• PAGE:
==================================================

C’est une banale histoire de gourdes. La commune n’avait pas dépensé la totalité des subsides reçus pour son plan de cohésion sociale. Alors, pour ne pas ” devoir rendre l’argent à la Région wallonne “, la majorité a décidé d’offrir une gourde à tous les élèves de maternelle et de primaire de l’entité, tous réseaux confondus. ” Evidemment que c’est mieux une gourde qu’une bouteille en plastique, convient Jean-Luc Crucke, ministre libéral à la fibre environnementale affirmée. Mais quel est le rapport entre ces gourdes et la cohésion sociale ? Le budget base zéro (BBZ), c’est cela : vérifier scrupuleusement l’affectation de tous les euros publics dépensés. ”

La Wallonie va tenter l’exercice à partir du mois de février. L’inspection des finances, l’administration, les cabinets ministériels et même un représentant de la Commission européenne seront mis à contribution pour cette tâche ” titanesque “. Ils seront épaulés par une équipe de Roland Berger (qui a déjà travaillé sur des BBZ à l’étranger), le consultant retenu par le gouvernement wallon. ” Toutes les dépenses seront regardées sous l’oeil de l’efficience et de l’opportunité, insiste le ministre du Budget. C’est une opération unique en Belgique, aucune entité publique n’a jamais procédé à un tel exercice. ”

Les cicatrices de la réforme APE

Le défi est de taille car derrière chaque euro du budget wallon se cachent des personnes, des associations, des recherches, des études, des investissements, des animations, etc. Toute remise en cause des enveloppes antérieures risque d’entraîner son lot de levées de boucliers et d’attiser l’agitation sociale. Souvenons-nous de la secousse quand, sous la législature précédente, Pierre-Yves Jeholet avait voulu revoir les points APE en suivant cette même logique de vérification de l’adéquation entre l’objectif d’accès à l’emploi de publics fragilisés et la réalité des 60.000 emplois subsidiés. ” La réforme des points APE ciblait une partie des bénéficiaires de l’argent public, répond Jean-Luc Crucke. Le budget base zéro – c’est sa grande difficulté autant que sa beauté – remet en cause absolument toutes les dépenses, dans tous les départements et tous les organismes. Tout le monde sera concerné. Si nous parvenons à abandonner de vieux réflexes, l’exercice portera ses fruits. Si chaque ministre se bat pendant trois nuits pour garder un maximum des moyens dans ses départements sans trop se préoccuper de la vue d’ensemble, alors rien ne changera. Humainement et politiquement, c’est compliqué, très compliqué même. Mais nous pouvons relever le défi. ”

==================================================

• EXTRAIT DE DONNÉES:
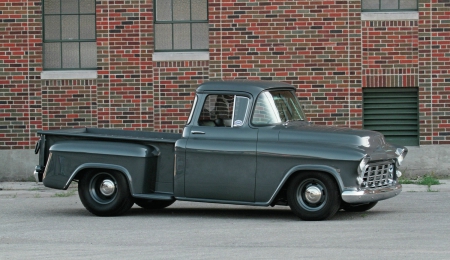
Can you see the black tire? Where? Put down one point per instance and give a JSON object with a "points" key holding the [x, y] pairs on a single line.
{"points": [[153, 204], [313, 196], [357, 207], [105, 193]]}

==================================================

• OBJECTIF ÉNONCÉ: D'après l'article sur le budget base zéro en Wallonie, quel consultant le gouvernement wallon a-t-il retenu pour cet exercice ?

• CORRIGÉ DE L'EXERCICE: Roland Berger.